Apply what you read —
A. In the citation guide below, where do endnotes appear?
B. Repeat the portion of the citation guide below that begins with "FOOTNOTES & ENDNOTES" and runs through "of their occurrence.".

Passage —
================

Thomson, Barry.  “Virtual Reality.”  Personal e-mail.  25 Jan. 1995.
 

IN-TEXT CITATIONS

Sources, whether print, online or in any other form, are acknowledged in the body of the text as follows:  ... text (Lastname page). Where there is no page or paragraph number available use last name only.
For a work with no author use the title, abbreviated if necessary to two or three words, as follows:  ... text (“Titleword(s)” page).
 

FROM ANY SOURCE WITH AN AUTHOR

According to many researchers in the field of genetic engineering, behavior control would be a reality by the turn of the century (Feinberg 95).
 

FROM ANY SOURCE WITHOUT AN AUTHOR

Shells were used as currency in many Mediterranean countries in the pre-Christian era (“Money” 86)
 

FOOTNOTES & ENDNOTES

Footnotes appear at the bottom of the page four lines below the last textual line. Single-space each entry: double space between entries. Indent first line by five spaces, and continue the next name at the left edge. Endnotes appear at the end of the entire text on a separate page, numbered in order of their occurrence.
 

GENERAL FORM

xFirstname Lastname. Title (Place: Publisher, date) page(s).
 

SUBSEQUENT USE OF THE SAME SOURCE

xLastname, page(s).

================

Dataset —
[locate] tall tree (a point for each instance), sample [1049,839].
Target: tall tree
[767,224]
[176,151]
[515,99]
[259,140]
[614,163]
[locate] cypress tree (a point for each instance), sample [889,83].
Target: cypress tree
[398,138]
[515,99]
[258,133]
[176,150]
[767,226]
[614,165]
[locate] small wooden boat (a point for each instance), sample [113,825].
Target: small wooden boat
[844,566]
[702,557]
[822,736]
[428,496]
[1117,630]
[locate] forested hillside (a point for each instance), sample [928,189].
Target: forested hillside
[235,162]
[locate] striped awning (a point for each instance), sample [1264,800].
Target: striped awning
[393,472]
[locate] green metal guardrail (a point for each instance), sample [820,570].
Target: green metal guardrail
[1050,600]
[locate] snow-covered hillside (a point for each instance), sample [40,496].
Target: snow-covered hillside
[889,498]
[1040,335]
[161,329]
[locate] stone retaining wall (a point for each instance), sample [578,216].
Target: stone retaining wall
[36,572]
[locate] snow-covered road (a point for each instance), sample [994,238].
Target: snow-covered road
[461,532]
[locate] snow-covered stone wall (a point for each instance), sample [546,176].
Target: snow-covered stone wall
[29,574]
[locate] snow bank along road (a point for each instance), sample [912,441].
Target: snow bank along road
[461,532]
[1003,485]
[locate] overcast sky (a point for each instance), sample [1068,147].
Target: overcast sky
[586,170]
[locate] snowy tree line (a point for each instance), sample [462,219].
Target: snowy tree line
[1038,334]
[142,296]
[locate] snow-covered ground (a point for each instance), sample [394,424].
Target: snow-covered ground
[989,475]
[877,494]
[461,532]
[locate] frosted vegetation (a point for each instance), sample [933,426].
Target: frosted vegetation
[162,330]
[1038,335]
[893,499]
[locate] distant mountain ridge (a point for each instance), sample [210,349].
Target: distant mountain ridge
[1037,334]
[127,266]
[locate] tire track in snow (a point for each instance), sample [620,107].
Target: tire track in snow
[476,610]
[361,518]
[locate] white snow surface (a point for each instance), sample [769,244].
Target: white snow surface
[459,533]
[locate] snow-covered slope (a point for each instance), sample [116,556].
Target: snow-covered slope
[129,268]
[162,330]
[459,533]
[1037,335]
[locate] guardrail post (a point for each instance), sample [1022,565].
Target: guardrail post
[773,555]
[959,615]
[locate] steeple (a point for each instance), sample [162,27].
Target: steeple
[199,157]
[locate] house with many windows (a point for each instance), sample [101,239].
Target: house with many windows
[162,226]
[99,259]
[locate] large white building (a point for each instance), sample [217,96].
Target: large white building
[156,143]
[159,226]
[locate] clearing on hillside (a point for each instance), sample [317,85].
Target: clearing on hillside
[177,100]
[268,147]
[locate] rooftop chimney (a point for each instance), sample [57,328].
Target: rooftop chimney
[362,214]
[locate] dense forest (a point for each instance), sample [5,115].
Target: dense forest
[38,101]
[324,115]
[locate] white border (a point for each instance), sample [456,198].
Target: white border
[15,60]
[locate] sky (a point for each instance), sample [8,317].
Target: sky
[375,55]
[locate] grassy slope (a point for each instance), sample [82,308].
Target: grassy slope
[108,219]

================

Answers given —
A. Endnotes appear at the end of the entire text on a separate page, numbered in order of their occurrence.

B.
FOOTNOTES & ENDNOTES

Footnotes appear at the bottom of the page four lines below the last textual line. Single-space each entry: double space between entries. Indent first line by five spaces, and continue the next name at the left edge. Endnotes appear at the end of the entire text on a separate page, numbered in order of their occurrence.